*What to produce:*
Below are some entries. Output each one exactly as it appears.

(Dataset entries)
------------------------------------
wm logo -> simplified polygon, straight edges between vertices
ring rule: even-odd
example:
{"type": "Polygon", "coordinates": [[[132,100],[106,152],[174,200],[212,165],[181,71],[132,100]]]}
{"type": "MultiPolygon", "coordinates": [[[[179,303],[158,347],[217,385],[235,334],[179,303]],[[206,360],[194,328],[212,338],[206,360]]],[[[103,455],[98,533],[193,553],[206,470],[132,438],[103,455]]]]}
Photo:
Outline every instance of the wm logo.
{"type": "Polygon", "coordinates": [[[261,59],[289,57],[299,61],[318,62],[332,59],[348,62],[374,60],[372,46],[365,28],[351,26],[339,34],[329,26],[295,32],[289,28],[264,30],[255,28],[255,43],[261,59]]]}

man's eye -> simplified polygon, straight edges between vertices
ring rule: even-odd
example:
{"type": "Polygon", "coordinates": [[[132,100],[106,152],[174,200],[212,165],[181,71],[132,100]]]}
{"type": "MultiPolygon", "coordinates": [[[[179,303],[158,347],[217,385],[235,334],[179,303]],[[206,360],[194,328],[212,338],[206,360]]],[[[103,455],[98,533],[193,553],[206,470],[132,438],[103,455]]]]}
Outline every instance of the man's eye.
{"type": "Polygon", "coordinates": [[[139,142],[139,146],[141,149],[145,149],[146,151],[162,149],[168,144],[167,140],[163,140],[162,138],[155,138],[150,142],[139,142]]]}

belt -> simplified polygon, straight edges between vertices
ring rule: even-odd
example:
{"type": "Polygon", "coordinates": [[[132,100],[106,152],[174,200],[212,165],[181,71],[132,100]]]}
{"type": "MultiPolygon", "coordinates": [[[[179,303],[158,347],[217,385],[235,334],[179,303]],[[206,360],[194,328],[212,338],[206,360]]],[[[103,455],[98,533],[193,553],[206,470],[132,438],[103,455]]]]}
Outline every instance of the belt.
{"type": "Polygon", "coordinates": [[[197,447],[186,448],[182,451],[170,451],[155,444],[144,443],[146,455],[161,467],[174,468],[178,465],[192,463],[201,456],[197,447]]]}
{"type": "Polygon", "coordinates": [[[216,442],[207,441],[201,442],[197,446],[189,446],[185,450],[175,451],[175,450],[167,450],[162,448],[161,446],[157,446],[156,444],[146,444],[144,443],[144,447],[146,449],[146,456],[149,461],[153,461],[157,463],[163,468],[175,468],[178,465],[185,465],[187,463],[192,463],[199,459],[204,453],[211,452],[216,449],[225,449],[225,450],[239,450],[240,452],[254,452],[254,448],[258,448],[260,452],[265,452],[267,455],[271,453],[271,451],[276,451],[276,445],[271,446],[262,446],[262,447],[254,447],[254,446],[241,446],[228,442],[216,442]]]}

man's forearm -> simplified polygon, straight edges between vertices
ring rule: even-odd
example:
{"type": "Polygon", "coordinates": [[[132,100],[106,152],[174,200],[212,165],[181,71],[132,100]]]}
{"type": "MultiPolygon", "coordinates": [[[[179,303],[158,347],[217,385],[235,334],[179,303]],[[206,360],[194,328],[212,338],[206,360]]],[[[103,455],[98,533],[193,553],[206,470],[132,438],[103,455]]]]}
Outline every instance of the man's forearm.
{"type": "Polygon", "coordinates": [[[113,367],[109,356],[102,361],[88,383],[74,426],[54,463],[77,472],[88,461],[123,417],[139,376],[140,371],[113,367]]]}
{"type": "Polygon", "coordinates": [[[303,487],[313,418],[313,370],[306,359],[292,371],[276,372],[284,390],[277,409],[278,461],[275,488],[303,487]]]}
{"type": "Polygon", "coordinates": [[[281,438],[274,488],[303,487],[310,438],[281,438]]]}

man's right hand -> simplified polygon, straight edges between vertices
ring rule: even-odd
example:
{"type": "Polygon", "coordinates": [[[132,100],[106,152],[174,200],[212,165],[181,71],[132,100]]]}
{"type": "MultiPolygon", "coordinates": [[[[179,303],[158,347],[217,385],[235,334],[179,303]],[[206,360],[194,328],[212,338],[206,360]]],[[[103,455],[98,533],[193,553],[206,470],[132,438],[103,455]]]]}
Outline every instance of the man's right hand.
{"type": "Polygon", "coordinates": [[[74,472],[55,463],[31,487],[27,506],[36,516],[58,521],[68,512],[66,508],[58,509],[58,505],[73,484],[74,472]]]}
------------------------------------
*Task result:*
wm logo -> simplified polygon, straight edges between vertices
ring rule: even-odd
example:
{"type": "Polygon", "coordinates": [[[132,100],[106,152],[174,200],[212,165],[181,71],[132,100]]]}
{"type": "MultiPolygon", "coordinates": [[[[179,303],[158,347],[217,385],[235,334],[179,303]],[[206,360],[194,328],[212,338],[206,360]]],[[[103,455],[98,533],[193,553],[206,470],[132,438],[103,455]]]]}
Photo:
Outline every instance of the wm logo.
{"type": "Polygon", "coordinates": [[[261,59],[289,57],[299,61],[318,62],[332,59],[348,62],[374,60],[372,46],[365,28],[351,26],[339,34],[329,26],[295,32],[289,28],[264,30],[255,28],[255,43],[261,59]]]}

man's eye -> simplified polygon, straight edges between vertices
ring rule: even-odd
example:
{"type": "Polygon", "coordinates": [[[132,100],[106,152],[174,200],[212,165],[181,71],[132,100]]]}
{"type": "MultiPolygon", "coordinates": [[[[179,303],[158,347],[217,385],[235,334],[179,303]],[[206,360],[194,328],[212,338],[206,360]]],[[[103,455],[98,533],[193,553],[206,470],[132,438],[103,455]]]]}
Outline every instance of the man's eye.
{"type": "Polygon", "coordinates": [[[139,142],[139,146],[141,149],[145,149],[146,151],[162,149],[168,144],[167,140],[163,140],[162,138],[155,138],[150,142],[139,142]]]}

belt -> simplified polygon, straight edges between vertices
ring rule: even-odd
example:
{"type": "Polygon", "coordinates": [[[132,100],[106,152],[174,200],[212,165],[181,71],[132,100]]]}
{"type": "MultiPolygon", "coordinates": [[[[179,303],[158,347],[217,385],[235,334],[179,303]],[[206,360],[194,328],[212,338],[206,360]]],[[[103,455],[98,533],[193,553],[206,470],[132,438],[103,455]]]]}
Outline every instance of the belt.
{"type": "Polygon", "coordinates": [[[197,447],[186,448],[182,451],[170,451],[155,444],[144,443],[146,455],[161,467],[174,468],[178,465],[192,463],[201,456],[197,447]]]}
{"type": "Polygon", "coordinates": [[[216,442],[207,441],[201,442],[197,446],[189,446],[185,450],[175,451],[175,450],[167,450],[162,448],[161,446],[157,446],[156,444],[146,444],[144,443],[144,447],[146,449],[146,456],[149,461],[153,461],[157,463],[163,468],[175,468],[178,465],[185,465],[187,463],[192,463],[199,459],[204,453],[211,452],[216,449],[225,449],[225,450],[239,450],[240,452],[254,452],[254,448],[258,448],[260,452],[265,452],[267,455],[271,453],[271,451],[276,451],[276,445],[271,446],[262,446],[262,447],[254,447],[254,446],[241,446],[228,442],[216,442]]]}

man's forearm -> simplified polygon, straight edges between vertices
ring rule: even-odd
example:
{"type": "Polygon", "coordinates": [[[132,100],[106,152],[174,200],[212,165],[181,71],[132,100]]]}
{"type": "MultiPolygon", "coordinates": [[[[179,303],[158,347],[217,385],[235,334],[179,303]],[[206,360],[194,328],[212,338],[206,360]]],[[[103,455],[98,533],[193,553],[206,470],[132,438],[103,455]]]]}
Outline every instance of the man's forearm.
{"type": "Polygon", "coordinates": [[[113,367],[109,356],[102,361],[88,383],[74,426],[54,463],[77,472],[88,461],[123,417],[139,376],[140,371],[113,367]]]}
{"type": "Polygon", "coordinates": [[[303,487],[313,418],[313,370],[306,359],[292,371],[276,372],[284,390],[277,409],[278,461],[275,488],[303,487]]]}
{"type": "Polygon", "coordinates": [[[281,438],[274,488],[303,487],[310,438],[281,438]]]}

man's right hand -> simplified polygon, straight edges between vertices
ring rule: even-odd
example:
{"type": "Polygon", "coordinates": [[[132,100],[106,152],[174,200],[212,165],[181,71],[132,100]]]}
{"type": "MultiPolygon", "coordinates": [[[[179,303],[158,347],[217,385],[235,334],[179,303]],[[206,360],[194,328],[212,338],[206,360]]],[[[103,455],[98,533],[193,553],[206,470],[132,438],[103,455]]]]}
Outline every instance of the man's right hand.
{"type": "Polygon", "coordinates": [[[74,472],[55,463],[31,487],[27,506],[36,516],[58,521],[68,512],[66,508],[58,509],[58,505],[73,484],[74,472]]]}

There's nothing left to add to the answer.